• STATED EXERCISE
Please copy the listing below line for line, leaving out the pictures.

• Source data
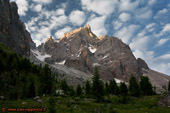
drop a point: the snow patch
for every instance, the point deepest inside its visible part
(92, 49)
(61, 63)
(57, 41)
(79, 54)
(117, 80)
(96, 64)
(105, 57)
(39, 55)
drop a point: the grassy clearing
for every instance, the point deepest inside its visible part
(77, 105)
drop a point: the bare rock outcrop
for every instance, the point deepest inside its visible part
(165, 100)
(83, 50)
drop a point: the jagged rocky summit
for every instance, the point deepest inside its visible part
(81, 49)
(12, 31)
(84, 51)
(77, 53)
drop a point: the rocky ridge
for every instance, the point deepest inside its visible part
(83, 50)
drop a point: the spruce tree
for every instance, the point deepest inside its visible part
(146, 86)
(46, 80)
(97, 87)
(114, 89)
(64, 86)
(134, 87)
(52, 105)
(107, 89)
(87, 88)
(123, 89)
(169, 86)
(31, 89)
(78, 90)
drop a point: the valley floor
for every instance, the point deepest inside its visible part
(82, 105)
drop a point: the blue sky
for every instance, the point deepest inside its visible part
(142, 24)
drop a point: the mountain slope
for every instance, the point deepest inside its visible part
(83, 50)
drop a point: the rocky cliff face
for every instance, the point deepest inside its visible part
(83, 50)
(12, 31)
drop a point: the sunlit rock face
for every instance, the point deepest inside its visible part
(83, 50)
(12, 31)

• CORRECT RESPONSE
drop a point: the snow patch
for every instance, the point deepest inside its visible part
(92, 49)
(61, 63)
(57, 41)
(79, 54)
(117, 80)
(96, 64)
(105, 57)
(39, 55)
drop a point: the grassy clearing
for every instance, the point deepest inside its visible part
(77, 105)
drop a point: the bare rock outcrop
for every instance, the point deepest inside its visible part
(165, 100)
(83, 50)
drop a point: the jagged rocky summit
for every instance, the point deepest inside its visible part
(81, 49)
(12, 31)
(84, 51)
(77, 53)
drop a point: the rocky ridge
for every instance, the point deepest inside its visible part
(83, 50)
drop a point: the spruce tree
for every instance, the point deepest inside its visible part
(146, 86)
(46, 80)
(97, 87)
(114, 89)
(64, 86)
(134, 87)
(52, 105)
(107, 89)
(87, 88)
(123, 89)
(169, 86)
(31, 89)
(78, 90)
drop a point: the valley floor
for every instance, the point deepest inside its visible part
(82, 105)
drop a point: the blue sky
for every instance, the point deepest inside its visible part
(142, 24)
drop a point: the mountain slope
for every instance, the point deepest inside its visible part
(83, 50)
drop a point: the rocky cliff face
for every instance, the point deepest inside its visible part
(83, 50)
(12, 31)
drop a point: the sunlit rock face
for every instance, the point deepest inside its visible part
(83, 50)
(12, 31)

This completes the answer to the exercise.